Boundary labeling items
┌──

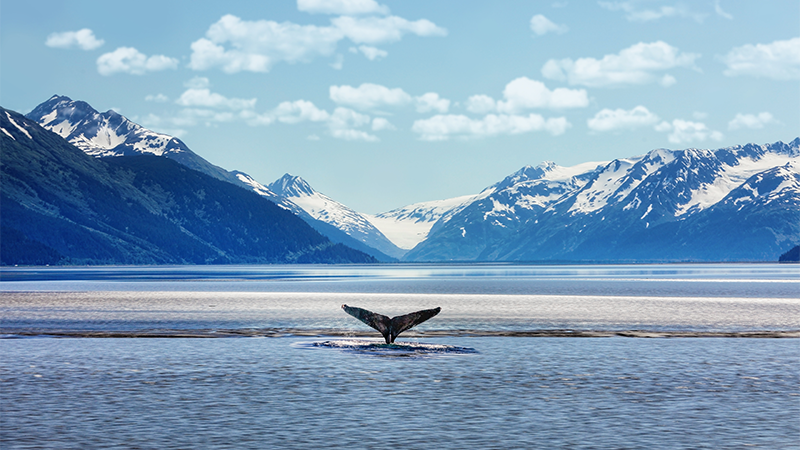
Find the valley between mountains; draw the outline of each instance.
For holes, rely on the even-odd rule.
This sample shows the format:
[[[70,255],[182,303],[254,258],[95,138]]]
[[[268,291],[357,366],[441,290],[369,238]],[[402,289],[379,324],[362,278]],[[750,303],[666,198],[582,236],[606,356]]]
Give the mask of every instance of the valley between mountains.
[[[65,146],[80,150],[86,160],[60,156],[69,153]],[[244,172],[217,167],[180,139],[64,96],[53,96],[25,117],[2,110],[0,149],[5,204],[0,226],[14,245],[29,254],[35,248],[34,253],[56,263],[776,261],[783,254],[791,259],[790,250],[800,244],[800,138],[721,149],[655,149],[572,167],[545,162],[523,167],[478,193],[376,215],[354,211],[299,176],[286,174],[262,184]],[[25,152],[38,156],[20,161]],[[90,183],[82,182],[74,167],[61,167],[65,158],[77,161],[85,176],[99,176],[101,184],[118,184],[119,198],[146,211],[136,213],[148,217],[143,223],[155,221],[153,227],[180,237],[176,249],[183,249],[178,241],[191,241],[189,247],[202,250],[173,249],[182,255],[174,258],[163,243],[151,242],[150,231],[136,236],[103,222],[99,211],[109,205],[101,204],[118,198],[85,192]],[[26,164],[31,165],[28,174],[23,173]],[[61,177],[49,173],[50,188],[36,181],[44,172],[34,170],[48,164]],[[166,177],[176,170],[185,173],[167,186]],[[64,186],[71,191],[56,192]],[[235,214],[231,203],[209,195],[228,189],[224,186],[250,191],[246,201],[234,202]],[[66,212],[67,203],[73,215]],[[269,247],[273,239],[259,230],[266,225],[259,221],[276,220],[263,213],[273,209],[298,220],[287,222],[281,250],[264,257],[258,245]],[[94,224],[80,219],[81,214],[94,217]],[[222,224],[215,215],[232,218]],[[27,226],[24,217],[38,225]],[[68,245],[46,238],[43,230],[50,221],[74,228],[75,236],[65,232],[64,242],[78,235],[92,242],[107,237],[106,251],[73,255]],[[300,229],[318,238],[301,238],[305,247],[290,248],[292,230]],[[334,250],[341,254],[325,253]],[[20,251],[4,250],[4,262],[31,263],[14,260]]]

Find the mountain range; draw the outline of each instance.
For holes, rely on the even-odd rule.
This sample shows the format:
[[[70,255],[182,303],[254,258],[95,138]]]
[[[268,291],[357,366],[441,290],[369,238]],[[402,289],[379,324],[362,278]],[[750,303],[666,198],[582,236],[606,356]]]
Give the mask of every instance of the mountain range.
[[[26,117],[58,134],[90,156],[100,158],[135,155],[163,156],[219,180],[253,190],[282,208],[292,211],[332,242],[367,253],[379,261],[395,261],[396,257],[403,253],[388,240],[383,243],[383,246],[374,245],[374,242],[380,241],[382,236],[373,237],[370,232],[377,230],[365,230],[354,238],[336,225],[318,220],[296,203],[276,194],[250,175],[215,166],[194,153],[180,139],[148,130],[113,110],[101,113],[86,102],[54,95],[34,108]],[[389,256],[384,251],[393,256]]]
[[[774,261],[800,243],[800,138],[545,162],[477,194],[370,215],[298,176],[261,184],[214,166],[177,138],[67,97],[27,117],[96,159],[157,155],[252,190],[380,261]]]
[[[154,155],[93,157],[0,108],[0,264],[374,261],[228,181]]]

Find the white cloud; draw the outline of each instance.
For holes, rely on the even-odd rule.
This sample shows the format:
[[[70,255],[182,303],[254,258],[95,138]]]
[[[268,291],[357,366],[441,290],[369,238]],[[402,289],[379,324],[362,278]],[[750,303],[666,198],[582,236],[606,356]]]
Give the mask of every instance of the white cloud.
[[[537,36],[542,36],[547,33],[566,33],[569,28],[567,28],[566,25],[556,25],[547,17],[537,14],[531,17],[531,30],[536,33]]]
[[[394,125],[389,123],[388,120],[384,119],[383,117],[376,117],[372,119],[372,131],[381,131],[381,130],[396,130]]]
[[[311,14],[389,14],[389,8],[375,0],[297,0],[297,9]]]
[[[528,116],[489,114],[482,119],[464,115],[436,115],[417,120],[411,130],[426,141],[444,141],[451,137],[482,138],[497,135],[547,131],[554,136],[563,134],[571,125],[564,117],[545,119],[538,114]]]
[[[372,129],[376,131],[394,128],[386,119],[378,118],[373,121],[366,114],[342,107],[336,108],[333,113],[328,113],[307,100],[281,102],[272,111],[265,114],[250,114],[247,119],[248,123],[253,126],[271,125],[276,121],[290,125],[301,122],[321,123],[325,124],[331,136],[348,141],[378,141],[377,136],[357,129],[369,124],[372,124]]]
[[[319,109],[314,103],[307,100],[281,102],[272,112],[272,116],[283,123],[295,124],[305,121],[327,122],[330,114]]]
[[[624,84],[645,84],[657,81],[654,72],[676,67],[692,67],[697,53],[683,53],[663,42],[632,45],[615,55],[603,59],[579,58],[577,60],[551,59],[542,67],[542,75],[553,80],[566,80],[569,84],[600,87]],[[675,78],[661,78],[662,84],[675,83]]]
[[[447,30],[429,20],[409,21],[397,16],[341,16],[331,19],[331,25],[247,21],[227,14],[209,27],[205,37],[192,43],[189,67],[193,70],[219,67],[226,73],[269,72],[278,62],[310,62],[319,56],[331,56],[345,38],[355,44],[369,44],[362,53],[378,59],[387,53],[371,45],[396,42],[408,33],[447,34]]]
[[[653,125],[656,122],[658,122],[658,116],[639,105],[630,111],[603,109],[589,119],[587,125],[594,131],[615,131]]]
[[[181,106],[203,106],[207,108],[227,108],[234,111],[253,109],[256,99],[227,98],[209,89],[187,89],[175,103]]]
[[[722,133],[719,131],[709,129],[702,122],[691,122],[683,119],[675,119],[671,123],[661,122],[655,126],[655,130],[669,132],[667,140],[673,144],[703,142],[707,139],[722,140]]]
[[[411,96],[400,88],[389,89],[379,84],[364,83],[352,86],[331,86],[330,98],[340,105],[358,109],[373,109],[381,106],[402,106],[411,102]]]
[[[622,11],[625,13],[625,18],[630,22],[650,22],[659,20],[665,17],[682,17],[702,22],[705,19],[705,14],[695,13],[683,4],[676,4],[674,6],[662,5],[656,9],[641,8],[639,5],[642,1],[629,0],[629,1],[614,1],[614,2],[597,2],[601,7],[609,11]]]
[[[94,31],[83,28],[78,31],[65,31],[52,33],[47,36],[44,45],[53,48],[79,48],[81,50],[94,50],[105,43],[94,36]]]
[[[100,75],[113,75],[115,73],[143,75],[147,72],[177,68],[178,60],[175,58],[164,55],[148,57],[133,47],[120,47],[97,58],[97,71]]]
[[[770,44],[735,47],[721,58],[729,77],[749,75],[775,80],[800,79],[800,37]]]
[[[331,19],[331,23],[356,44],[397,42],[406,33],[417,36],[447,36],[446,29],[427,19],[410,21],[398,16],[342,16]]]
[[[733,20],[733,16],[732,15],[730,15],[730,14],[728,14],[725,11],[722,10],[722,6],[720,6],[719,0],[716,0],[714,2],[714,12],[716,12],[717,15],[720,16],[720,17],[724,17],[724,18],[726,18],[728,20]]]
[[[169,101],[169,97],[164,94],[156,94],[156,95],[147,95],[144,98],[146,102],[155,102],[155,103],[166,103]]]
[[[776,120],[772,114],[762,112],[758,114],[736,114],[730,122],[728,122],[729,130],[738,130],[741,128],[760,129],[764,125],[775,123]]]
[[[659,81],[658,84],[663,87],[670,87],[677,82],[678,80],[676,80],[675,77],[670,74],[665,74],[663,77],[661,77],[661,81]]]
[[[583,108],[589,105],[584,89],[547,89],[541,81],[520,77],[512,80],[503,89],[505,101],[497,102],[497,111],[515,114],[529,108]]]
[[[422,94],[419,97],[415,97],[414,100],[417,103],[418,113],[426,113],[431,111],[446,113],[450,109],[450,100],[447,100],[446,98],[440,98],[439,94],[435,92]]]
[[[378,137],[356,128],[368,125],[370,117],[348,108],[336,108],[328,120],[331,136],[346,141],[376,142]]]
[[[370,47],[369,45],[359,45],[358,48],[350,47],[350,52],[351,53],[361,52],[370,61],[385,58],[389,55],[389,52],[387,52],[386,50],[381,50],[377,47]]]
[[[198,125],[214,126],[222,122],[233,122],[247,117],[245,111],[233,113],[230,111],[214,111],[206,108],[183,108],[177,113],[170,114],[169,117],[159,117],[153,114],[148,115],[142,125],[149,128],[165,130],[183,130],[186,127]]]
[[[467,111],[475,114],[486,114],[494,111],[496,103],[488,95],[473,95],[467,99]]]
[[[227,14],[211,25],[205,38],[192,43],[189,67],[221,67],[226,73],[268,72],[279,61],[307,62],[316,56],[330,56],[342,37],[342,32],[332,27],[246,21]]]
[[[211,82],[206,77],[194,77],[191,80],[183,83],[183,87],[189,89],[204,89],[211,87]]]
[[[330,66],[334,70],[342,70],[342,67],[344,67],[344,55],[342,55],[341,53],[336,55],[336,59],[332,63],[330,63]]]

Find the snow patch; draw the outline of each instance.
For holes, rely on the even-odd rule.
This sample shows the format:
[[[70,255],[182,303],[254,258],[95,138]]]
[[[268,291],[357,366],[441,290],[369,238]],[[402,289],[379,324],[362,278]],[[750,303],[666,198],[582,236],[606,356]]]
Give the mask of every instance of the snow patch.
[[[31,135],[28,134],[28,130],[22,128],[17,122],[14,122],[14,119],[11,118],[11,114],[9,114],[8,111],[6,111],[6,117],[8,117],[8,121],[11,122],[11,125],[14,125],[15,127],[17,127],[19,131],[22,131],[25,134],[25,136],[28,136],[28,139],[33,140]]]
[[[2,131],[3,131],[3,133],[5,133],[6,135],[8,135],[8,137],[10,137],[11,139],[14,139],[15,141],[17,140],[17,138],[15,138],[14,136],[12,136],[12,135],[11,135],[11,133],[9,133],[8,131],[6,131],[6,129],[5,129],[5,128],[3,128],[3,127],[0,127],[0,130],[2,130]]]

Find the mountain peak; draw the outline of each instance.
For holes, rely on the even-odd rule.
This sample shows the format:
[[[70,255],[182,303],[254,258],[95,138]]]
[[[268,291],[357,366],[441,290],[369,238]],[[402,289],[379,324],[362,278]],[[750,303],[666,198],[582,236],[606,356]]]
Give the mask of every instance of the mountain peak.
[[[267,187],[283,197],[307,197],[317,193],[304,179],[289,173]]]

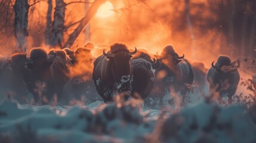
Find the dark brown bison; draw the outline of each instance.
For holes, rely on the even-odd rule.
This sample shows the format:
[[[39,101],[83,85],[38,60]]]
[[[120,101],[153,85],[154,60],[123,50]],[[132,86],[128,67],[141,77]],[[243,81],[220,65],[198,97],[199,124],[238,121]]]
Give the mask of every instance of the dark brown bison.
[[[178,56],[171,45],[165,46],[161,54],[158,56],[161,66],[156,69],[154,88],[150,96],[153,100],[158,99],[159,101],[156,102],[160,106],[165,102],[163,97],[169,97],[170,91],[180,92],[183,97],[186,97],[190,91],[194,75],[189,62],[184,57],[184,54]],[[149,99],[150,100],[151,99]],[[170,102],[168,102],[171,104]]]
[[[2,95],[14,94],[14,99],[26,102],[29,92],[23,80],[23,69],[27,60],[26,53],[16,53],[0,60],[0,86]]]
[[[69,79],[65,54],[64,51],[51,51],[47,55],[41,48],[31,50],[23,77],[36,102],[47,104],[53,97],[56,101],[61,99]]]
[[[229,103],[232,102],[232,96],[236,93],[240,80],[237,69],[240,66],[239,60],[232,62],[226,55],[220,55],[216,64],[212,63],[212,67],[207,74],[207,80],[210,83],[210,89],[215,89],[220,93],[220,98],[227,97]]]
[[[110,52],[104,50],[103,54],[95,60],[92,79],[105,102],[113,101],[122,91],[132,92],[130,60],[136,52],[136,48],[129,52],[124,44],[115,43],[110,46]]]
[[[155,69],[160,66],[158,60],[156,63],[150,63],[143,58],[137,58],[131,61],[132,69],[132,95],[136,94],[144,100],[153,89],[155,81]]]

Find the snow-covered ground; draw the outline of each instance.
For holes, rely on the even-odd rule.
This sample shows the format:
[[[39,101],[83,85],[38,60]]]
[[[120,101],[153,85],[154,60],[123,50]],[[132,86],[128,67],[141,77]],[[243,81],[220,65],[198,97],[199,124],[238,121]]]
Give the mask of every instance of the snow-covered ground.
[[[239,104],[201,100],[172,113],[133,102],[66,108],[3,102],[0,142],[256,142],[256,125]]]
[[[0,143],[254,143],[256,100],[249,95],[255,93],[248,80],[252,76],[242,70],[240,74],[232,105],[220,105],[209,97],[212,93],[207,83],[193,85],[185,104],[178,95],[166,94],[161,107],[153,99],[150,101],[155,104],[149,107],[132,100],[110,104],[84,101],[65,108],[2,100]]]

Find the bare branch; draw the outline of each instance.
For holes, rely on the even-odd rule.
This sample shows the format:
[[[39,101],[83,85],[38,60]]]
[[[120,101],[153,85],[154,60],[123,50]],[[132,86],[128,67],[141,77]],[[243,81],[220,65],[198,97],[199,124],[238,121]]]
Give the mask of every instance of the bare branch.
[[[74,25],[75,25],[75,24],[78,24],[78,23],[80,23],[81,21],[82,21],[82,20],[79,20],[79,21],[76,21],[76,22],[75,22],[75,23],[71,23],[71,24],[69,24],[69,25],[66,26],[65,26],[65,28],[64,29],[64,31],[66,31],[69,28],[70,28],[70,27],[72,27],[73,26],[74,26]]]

└──

> EXERCISE OBJECTIVE
Select every line of the data above that contains the word "bison", matching case exactly, and copy each of those lines.

> RESULT FOR THIS EXERCISE
Find the dark brown bison; draw the outline of each instance.
Give the mask of every instance of the dark brown bison.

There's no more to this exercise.